Source passage:
Optimizing Online Advertising

Google Inc.

  • Provides products and services related to the Internet
    • Mission: “… to organize the world’s information and make it universally accessible and useful.”
  • Most widely known for its search engine
    • User enters a query, Google returns links to websites that best fit query

History of Google

  • 1996 - Sergei Brin and Larry Page, graduate students at Stanford, working on a research project
    • How to measure importance of any webpage using links on the internet
  • 1998 - Incorporated Google as a company and received first funding; database of 60 million webpages

  • 2005 - Initial Public Offering

  • 2007 - Google acquires YouTube and other companies

  • 2013 - More than 1 billion unique monthly visitors

Google’s Business Model

  • Google search engine is free to use, so how does Google make money?

  • Answer: online advertising

Google Advertising - AdWords

  • Why do companies advertise on Google?
    • Google receives heavy traffic
    • Search pages are formatted in a very clean way
    • Companies can choose which type of queries their adds will be displayed for; better targeting
  • 97% of Google’s revenues come from AdWords

How does Advertising on Google work?

Goals:
1. Return everything from "Google’s Business Model" down to "advertise on Google?" in the Google advertising slides, copied word for word.
2. Answer these from the Google advertising slides:
(a) In what year did Google acquire YouTube?
(b) How large was Google's database of webpages in 1998?
(c) What percentage of Google's revenues come from AdWords?
3. Can you sum up the Google advertising slides in two sentences?

Given data:
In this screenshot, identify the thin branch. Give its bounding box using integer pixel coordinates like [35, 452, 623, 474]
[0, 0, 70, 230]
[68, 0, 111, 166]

Results for the exercise:
1.
Google’s Business Model

  • Google search engine is free to use, so how does Google make money?

  • Answer: online advertising

Google Advertising - AdWords

  • Why do companies advertise on Google?

2.
(a) 2007
(b) 60 million webpages
(c) 97%

3. Google provides Internet products and services and is best known for its search engine, which returns links to the websites that best fit a user's query. Since the search engine is free to use, Google makes its money from online advertising, with 97% of its revenues coming from AdWords.